▶ **EXTRAIT DU DOCUMENT**
%%
Par Gilles Morin, Justinien Raymond, Nadia Ténine-Michel
Né à le 3 janvier 1907 à Saint-Martial (Haute-Vienne), mort le 24 juin 1958 à Paris (XVIIIe arr.) ; ingénieur-conseil ; militant socialiste, secrétaire général adjoint du Parti socialiste SFIO ; conseiller général (1945-1949), député (1945-1946), puis sénateur (1952-1958) de Seine-et-Oise.
Né de François Commin - un métayer obligé de quitter la terre pour aller travailler en usine - et de Victorine née Germanaud, Pierre Commin, élève au lycée de Bellac, fut initié au socialisme par un de ses enseignants, le professeur Marnet. Après avoir suivi des études supérieures et techniques, sans doute comme boursier, il obtint un diplôme d’ingénieur et exerça la profession d’ingénieur-conseil.
Pierre Commin adhéra en 1930 au Parti socialiste SFIO, à la section de Montreuil (Seine, Seine-Saint-Denis). Dans le courant de l’année, il en était secrétaire. Lorsqu’il s’installa en Seine-et-Oise, il sut rapidement devenir un militant important du département. Aux législatives de 1936, il fut candidat SFIO dans le premier canton de Pontoise, contre le député sortant, le radical Franklin-Bouillon, et obtint 3 247 voix sur 20 108 inscrits et 17 612 exprimés. Il se retira et le communiste Prachay, qui avait obtenu 4 444 voix au premier tour, battit Franklin-Bouillon au second. Il fut encore candidat au conseil général en octobre 1937 dans le canton de Pontoise.
Ce fut surtout comme collaborateur régulier de Jean Zyromski, leader de la tendance « la Bataille socialiste » (BS), que Pierre Commin s’imposa. Le 26 octobre 1937, il prit la parole dans une « Grande réunion d’information » organisée par la BS, avant le conseil national du 7 novembre. Par ailleurs, membre de la commission exécutive fédérale socialiste de la Seine-et-Oise, il intervint au meeting public du 5 février 1938 pour protester « contre le massacre des populations paisibles des villes espagnoles ».
%%
▶ **DONNÉES FOURNIES**
%%
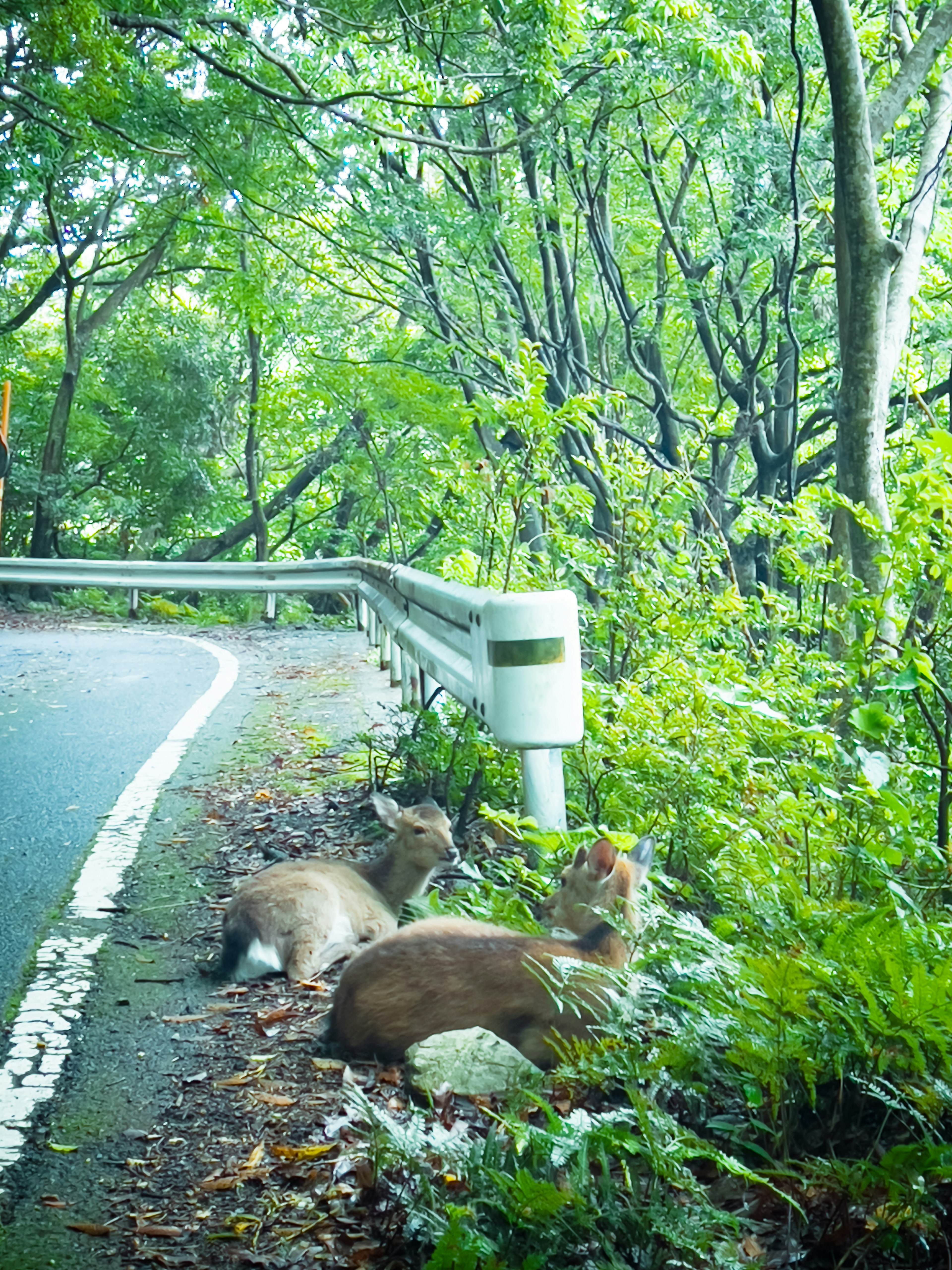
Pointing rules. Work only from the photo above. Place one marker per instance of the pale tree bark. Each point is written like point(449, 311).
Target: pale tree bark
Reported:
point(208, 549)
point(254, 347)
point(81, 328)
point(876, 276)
%%
%%
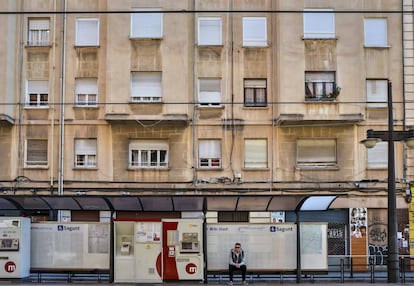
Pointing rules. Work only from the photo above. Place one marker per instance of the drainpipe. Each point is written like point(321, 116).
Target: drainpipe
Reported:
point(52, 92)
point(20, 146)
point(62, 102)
%%
%%
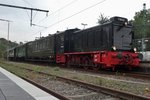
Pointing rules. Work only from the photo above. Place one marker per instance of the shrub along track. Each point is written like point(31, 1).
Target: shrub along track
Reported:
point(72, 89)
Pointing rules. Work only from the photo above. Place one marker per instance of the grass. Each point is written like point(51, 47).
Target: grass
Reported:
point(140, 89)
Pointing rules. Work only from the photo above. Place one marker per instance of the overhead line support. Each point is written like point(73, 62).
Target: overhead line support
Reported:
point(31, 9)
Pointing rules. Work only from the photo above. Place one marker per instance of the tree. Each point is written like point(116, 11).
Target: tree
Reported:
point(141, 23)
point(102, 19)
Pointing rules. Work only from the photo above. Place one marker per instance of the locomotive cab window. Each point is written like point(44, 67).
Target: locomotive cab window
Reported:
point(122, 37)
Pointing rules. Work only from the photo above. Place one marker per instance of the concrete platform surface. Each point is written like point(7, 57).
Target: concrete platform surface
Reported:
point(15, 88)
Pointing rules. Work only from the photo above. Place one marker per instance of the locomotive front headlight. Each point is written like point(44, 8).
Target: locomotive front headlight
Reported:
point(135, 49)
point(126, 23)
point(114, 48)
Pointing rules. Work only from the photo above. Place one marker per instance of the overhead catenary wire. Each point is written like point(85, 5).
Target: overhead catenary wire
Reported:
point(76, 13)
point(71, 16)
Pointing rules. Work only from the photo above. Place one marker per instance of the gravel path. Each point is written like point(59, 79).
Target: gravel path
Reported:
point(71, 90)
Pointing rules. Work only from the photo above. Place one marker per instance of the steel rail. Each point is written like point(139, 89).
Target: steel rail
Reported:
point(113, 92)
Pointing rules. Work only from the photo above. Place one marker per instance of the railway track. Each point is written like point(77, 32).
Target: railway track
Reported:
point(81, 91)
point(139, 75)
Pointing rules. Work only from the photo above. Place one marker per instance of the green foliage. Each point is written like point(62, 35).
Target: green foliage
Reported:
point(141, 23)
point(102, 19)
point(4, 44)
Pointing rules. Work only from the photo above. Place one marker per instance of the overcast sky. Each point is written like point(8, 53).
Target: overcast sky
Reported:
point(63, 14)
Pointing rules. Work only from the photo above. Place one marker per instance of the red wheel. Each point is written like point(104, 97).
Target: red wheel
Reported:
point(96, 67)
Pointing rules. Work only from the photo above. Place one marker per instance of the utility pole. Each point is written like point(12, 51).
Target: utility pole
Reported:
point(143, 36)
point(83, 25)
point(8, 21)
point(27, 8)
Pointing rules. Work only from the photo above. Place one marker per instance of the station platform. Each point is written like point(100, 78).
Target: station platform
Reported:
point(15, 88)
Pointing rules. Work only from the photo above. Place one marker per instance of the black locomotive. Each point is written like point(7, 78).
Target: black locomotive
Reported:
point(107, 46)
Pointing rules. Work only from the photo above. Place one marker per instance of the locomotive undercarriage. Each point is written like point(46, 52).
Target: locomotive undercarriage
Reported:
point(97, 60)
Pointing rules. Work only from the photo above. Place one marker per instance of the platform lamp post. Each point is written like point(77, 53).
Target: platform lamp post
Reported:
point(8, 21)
%%
▶ **PROBLÈMES À RÉSOUDRE**
1) Répondez aux questions suivantes à partir de la notice sur Pierre Commin.
(a) Dans quel lycée Pierre Commin était-il élève ?
(b) En quelle année adhéra-t-il au Parti socialiste SFIO ?
(c) Combien de voix obtint-il aux législatives de 1936 ?
2) Reproduisez à l'identique les lignes des entrées comprises entre celle qui contient « like point(8, 53). » et celle qui contient « point(96, 67) », ces deux lignes incluses.

▶ **RÉPONSES AUX PROBLÈMES**
1)
(a) Au lycée de Bellac.
(b) En 1930.
(c) 3 247 voix.

2)
Pointing rules. Work only from the photo above. Place one marker per instance of the overcast sky. Each point is written like point(8, 53).
Target: overcast sky
Reported:
point(63, 14)
Pointing rules. Work only from the photo above. Place one marker per instance of the red wheel. Each point is written like point(104, 97).
Target: red wheel
Reported:
point(96, 67)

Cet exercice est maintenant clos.